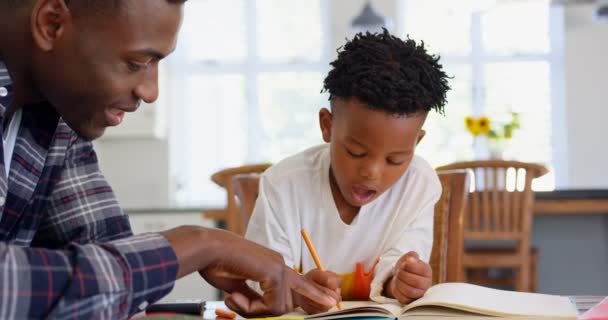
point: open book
(460, 300)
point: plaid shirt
(66, 247)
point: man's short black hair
(388, 74)
(90, 4)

..........

■ **What to do**
Give the entries above again word for word, without any pictures.

■ **Response to the exercise**
point: open book
(460, 300)
point: plaid shirt
(66, 247)
point: man's short black hair
(388, 74)
(90, 4)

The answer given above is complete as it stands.